**** Record extracts

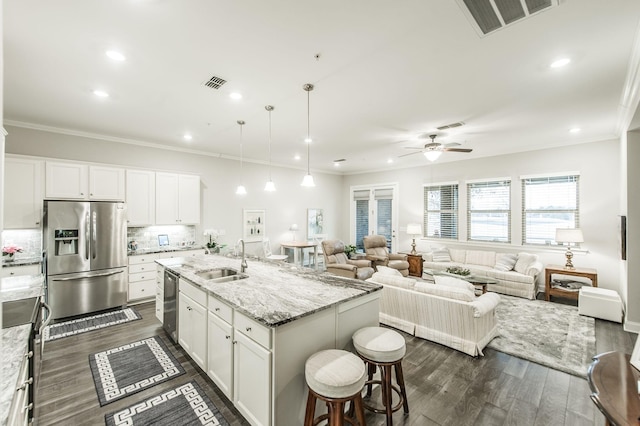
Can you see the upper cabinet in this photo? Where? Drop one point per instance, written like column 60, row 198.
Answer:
column 177, row 199
column 23, row 191
column 141, row 197
column 82, row 182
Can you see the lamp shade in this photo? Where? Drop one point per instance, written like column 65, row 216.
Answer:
column 569, row 235
column 414, row 229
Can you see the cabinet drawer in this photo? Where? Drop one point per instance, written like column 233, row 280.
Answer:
column 252, row 329
column 145, row 258
column 221, row 309
column 142, row 267
column 198, row 295
column 143, row 276
column 142, row 289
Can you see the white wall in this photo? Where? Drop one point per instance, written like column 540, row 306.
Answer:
column 598, row 164
column 221, row 207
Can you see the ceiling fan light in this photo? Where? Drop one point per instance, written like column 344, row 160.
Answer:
column 432, row 155
column 308, row 181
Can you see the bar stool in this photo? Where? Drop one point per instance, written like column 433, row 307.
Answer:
column 335, row 377
column 383, row 348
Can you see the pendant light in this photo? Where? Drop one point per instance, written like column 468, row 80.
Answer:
column 308, row 179
column 270, row 186
column 241, row 189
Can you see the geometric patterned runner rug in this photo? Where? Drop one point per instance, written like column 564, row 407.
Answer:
column 94, row 322
column 184, row 405
column 131, row 368
column 550, row 334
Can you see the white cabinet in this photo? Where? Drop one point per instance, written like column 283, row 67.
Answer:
column 142, row 277
column 192, row 322
column 16, row 271
column 78, row 181
column 23, row 193
column 141, row 197
column 177, row 199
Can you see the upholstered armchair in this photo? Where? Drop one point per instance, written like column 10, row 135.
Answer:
column 337, row 262
column 375, row 248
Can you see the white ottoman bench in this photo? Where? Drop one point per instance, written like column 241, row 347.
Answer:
column 600, row 303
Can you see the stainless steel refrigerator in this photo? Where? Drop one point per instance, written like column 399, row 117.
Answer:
column 86, row 256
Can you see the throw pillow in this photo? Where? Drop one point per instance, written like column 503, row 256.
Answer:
column 441, row 255
column 524, row 260
column 445, row 291
column 385, row 270
column 506, row 262
column 454, row 282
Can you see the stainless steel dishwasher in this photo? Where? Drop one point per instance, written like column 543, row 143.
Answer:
column 170, row 319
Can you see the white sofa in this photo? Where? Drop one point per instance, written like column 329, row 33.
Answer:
column 450, row 315
column 517, row 274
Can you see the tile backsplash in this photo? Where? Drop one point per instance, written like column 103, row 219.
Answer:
column 147, row 237
column 30, row 240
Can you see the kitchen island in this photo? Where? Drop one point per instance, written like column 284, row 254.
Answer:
column 252, row 336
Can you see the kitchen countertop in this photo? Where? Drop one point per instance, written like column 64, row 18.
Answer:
column 15, row 340
column 274, row 293
column 162, row 250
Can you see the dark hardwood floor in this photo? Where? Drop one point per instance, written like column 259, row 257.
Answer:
column 444, row 386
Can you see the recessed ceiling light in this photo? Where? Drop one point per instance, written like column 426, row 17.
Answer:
column 560, row 63
column 101, row 93
column 115, row 55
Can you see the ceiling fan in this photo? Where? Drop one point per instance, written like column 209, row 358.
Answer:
column 433, row 149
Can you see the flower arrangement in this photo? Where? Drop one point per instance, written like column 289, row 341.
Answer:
column 10, row 250
column 458, row 271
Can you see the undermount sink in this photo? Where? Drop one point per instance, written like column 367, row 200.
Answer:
column 221, row 275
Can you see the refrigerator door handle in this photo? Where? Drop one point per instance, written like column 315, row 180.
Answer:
column 106, row 274
column 94, row 231
column 86, row 237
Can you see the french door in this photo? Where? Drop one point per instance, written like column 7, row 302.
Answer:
column 374, row 212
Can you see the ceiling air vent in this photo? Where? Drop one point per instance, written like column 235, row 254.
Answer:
column 215, row 82
column 490, row 15
column 451, row 126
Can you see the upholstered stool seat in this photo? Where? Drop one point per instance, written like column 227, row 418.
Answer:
column 383, row 348
column 335, row 377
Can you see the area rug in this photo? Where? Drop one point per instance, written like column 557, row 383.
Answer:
column 184, row 405
column 131, row 368
column 94, row 322
column 546, row 333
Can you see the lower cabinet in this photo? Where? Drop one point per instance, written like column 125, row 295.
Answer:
column 192, row 322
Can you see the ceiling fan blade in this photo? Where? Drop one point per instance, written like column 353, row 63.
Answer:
column 411, row 153
column 457, row 149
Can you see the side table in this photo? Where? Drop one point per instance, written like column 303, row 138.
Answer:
column 415, row 264
column 589, row 273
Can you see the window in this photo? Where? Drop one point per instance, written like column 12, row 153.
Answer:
column 441, row 211
column 548, row 203
column 489, row 213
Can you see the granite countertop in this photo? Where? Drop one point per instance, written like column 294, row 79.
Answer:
column 15, row 340
column 21, row 262
column 274, row 293
column 162, row 250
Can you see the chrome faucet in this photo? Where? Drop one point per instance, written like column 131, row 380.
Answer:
column 243, row 264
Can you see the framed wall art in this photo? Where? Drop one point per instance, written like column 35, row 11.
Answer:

********

Your objective: Every line above is to be duplicated exactly; no picture should be carried over.

Solution to the problem:
Can you see the upper cabinet in this photo? Where? Drop one point per instance, written like column 60, row 198.
Answer:
column 177, row 199
column 23, row 191
column 141, row 197
column 82, row 182
Can you see the lamp shade in this photo? Where? Drop one point per instance, written like column 65, row 216.
Answer:
column 569, row 235
column 414, row 229
Can you see the cabinet drawer in this photo? Where? Drop one point per instance, written like column 233, row 280.
Answer:
column 252, row 329
column 145, row 258
column 221, row 309
column 142, row 267
column 198, row 295
column 143, row 276
column 142, row 289
Can you see the white wall in this photo? Where? Drop one point per instance, written like column 540, row 306.
Answer:
column 598, row 164
column 221, row 207
Can you see the ceiling fan light in this photo? Where? Drop one point per instance, written like column 344, row 160.
Answer:
column 432, row 155
column 308, row 181
Can you see the bar stool in this photo? Where? Drop one point per instance, written like column 433, row 307.
Answer:
column 335, row 377
column 383, row 348
Can you see the pendant light in this photo? Where? Drop one point per instance, written like column 468, row 80.
Answer:
column 308, row 179
column 270, row 186
column 241, row 189
Can you see the geometric patterned runner rug in this photo? Where? Drop one point per instance, written like column 564, row 407.
Answer:
column 94, row 322
column 184, row 405
column 131, row 368
column 550, row 334
Can you see the white cabinet in this photo? Where? Drop one point per instance, written like column 283, row 67.
Answer:
column 142, row 277
column 192, row 322
column 16, row 271
column 78, row 181
column 23, row 193
column 141, row 197
column 177, row 199
Can you see the upholstered armchair in this photo? Where? Drop one point per instance, written like column 10, row 135.
Answer:
column 337, row 262
column 375, row 248
Can you see the white ottoman bench in this photo? Where? Drop one point per instance, written like column 241, row 347.
Answer:
column 600, row 303
Can you see the stainless steel refrigerator in this photo? Where? Drop one point per instance, written like column 399, row 117.
Answer:
column 86, row 256
Can you see the throw pillow in this photo? Where? Drop one point per instance, written like column 503, row 256.
Answer:
column 441, row 255
column 524, row 260
column 445, row 291
column 385, row 270
column 506, row 262
column 454, row 282
Can you see the stainless steel dishwasher in this photo? Where? Drop one point per instance, written like column 543, row 143.
Answer:
column 170, row 319
Can you see the white sofa in this photo? Where? Drop one point per instance, written like column 329, row 33.
Answer:
column 450, row 315
column 517, row 274
Can you see the tile backsplash in this photo? Where? Drop one point per instance, written like column 103, row 219.
Answer:
column 147, row 237
column 30, row 240
Can you see the kitchen island in this photo? Where? Drop one point per instance, written like column 284, row 254.
Answer:
column 252, row 336
Can you see the kitchen countertop in this photo? Where? Drop one point per instance, written like column 64, row 18.
Answer:
column 15, row 340
column 274, row 293
column 162, row 250
Can you see the dark hardwood floor in this photo? Where? Drop one point per instance, written like column 259, row 257.
Answer:
column 444, row 386
Can you see the recessed ceiling light in this photo? Where? Drop one point per instance, written like column 426, row 17.
Answer:
column 560, row 63
column 101, row 93
column 115, row 55
Can you see the ceiling fan in this photo? Where? Drop one point per instance, written like column 209, row 358.
Answer:
column 433, row 149
Can you see the flower arrangement in this photo? Where? Drop one point per instance, written like column 289, row 341.
Answer:
column 10, row 250
column 458, row 271
Can you see the undermount sink in this photo? Where? Drop one point per instance, written like column 367, row 200.
Answer:
column 221, row 275
Can you see the refrigerator door handle in this photo? Where? Drop one point per instance, written like column 315, row 180.
Answer:
column 106, row 274
column 94, row 231
column 86, row 237
Can you see the french door in this photo? Where? Drop one point per instance, written like column 7, row 302.
Answer:
column 374, row 212
Can you see the ceiling air vent in this photo? Where? Drop one point per instance, written like column 235, row 254.
Answer:
column 215, row 82
column 490, row 15
column 451, row 126
Can you see the upholstered stool seat in this photo? Where? Drop one point per instance, written like column 227, row 418.
Answer:
column 383, row 348
column 335, row 377
Can you see the area rug in this photo? Where? Drop one point per instance, written like column 557, row 383.
Answer:
column 184, row 405
column 131, row 368
column 94, row 322
column 546, row 333
Can you see the lower cabinet in this photo? Where? Drop one point per instance, written like column 125, row 295.
Answer:
column 192, row 322
Can you see the ceiling fan blade in this photo? Where? Drop one point per instance, written like column 353, row 63.
Answer:
column 411, row 153
column 457, row 149
Can you see the side table in this photo? Where? Drop one point per instance, written like column 303, row 138.
Answer:
column 415, row 264
column 589, row 273
Can you see the window in this photo? Where? Drop one point per instance, written like column 12, row 153.
Answer:
column 441, row 211
column 548, row 203
column 489, row 213
Can you see the granite countertop in this photo? Where? Drop one point per instance, written like column 294, row 79.
Answer:
column 15, row 340
column 21, row 262
column 274, row 293
column 162, row 250
Can you see the chrome faucet in this photo? Where? Drop one point per instance, written like column 131, row 380.
Answer:
column 243, row 264
Can you see the framed wall art in this photo? Where? Drop one point per instance, written like column 35, row 11.
Answer:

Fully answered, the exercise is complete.